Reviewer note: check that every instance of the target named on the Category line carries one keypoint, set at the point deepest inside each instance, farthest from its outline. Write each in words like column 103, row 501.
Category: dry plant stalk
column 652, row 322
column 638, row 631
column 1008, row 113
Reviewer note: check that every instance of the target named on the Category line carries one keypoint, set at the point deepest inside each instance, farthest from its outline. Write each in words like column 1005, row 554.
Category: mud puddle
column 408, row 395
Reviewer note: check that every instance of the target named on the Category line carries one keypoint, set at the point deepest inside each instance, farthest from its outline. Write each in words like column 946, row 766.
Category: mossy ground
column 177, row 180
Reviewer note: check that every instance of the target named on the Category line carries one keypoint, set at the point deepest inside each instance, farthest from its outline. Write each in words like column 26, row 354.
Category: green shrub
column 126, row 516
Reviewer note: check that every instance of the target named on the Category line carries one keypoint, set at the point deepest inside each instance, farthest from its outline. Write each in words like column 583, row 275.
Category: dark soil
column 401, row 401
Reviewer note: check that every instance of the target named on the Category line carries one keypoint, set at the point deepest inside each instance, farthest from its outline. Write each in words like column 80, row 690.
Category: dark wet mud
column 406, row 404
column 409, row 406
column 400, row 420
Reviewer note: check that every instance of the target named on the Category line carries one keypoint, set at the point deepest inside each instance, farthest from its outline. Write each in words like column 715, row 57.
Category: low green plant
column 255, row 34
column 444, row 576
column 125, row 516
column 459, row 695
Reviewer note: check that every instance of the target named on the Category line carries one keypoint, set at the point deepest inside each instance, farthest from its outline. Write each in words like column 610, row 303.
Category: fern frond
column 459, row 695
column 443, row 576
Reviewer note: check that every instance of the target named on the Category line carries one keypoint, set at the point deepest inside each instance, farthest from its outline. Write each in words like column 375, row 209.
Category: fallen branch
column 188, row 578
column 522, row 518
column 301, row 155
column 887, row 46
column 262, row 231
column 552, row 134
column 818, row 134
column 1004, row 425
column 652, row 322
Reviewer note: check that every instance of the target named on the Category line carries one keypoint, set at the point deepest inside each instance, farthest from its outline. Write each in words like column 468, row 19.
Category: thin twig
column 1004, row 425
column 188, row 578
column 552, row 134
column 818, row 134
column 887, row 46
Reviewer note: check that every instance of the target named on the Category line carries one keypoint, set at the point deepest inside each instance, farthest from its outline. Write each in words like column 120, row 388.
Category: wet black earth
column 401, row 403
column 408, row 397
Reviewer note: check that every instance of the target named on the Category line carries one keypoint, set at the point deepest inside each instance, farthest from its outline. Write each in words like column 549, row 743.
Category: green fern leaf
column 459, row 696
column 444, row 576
-- -- --
SET EXERCISE:
Quote all of the data above word for word, from its first line to its last.

ANSWER TO THE EXERCISE:
Reviewer note: check that every instance of the target named on the Category line carries one keypoint, set at the point deepest inside each instance, farthest from its outline. Write each in words like column 103, row 501.
Category: dry plant stalk
column 652, row 322
column 638, row 631
column 1008, row 113
Reviewer note: check that every instance of the target named on the Category line carries one keypoint, set at the point deepest inside each instance, farthest from its outline. Write each in words like column 1005, row 554.
Category: mud puddle
column 408, row 395
Reviewer note: check that every instance of the target named on the Category line carries one keypoint, set at the point deepest inside each instance, farthest from its outline. Write each in words like column 946, row 766.
Category: mossy ground
column 177, row 180
Reviewer note: check that every instance of the target named on the Category line carries one keypoint, set at the point deepest inside each instance, farthest from its outline. Write each in words like column 26, row 354.
Category: green shrub
column 126, row 516
Reviewer note: check that every instance of the target named on the Category line carries one keypoint, set at the point deepest inside each instance, farthest from its outline. Write each in words like column 583, row 275.
Category: dark soil
column 401, row 401
Reviewer note: check that every instance of the target named on the Category line carries one keypoint, set at the point deepest inside each instance, farthest from its outline. Write each in words like column 80, row 690.
Category: dark wet mud
column 406, row 404
column 409, row 406
column 400, row 420
Reviewer note: check that every instance of the target named on the Category line carries one keypoint, set at the point deepest inside each instance, farthest from its outline. Write each in words like column 715, row 57.
Category: low green plant
column 255, row 34
column 444, row 576
column 125, row 516
column 459, row 695
Reviewer note: check that every instance of the target named on the Category line carries one keypoint, set at the point deepest inside each instance, farthest from its outline. Write each in words like column 610, row 303.
Category: fern frond
column 459, row 695
column 443, row 576
Reviewer note: check that every instance of the target named on the Category line carries one keypoint, set at the point deepest inside each instance, farthest from its outline. Write each in words like column 375, row 209.
Category: fallen branch
column 188, row 578
column 522, row 518
column 301, row 155
column 887, row 46
column 262, row 231
column 552, row 134
column 818, row 134
column 1004, row 425
column 652, row 322
Reviewer note: check that every instance of the target named on the Category line carries one keypoint, set at the point deepest inside each instance, farthest from its outline. Write each in words like column 468, row 19.
Category: thin twig
column 1004, row 425
column 188, row 578
column 552, row 134
column 818, row 134
column 887, row 46
Reviewer note: check that every instance of the target named on the Category line carries one keypoint, set at the point deepest inside each instance, farthest from its outline. Write each in words like column 120, row 388.
Category: wet black earth
column 401, row 403
column 408, row 397
Reviewer note: check that every instance of the target named on the Category line carries one keypoint, set at the point deepest inside each instance, farthest from its outline. Write each in words like column 549, row 743.
Category: green fern leaf
column 459, row 696
column 444, row 576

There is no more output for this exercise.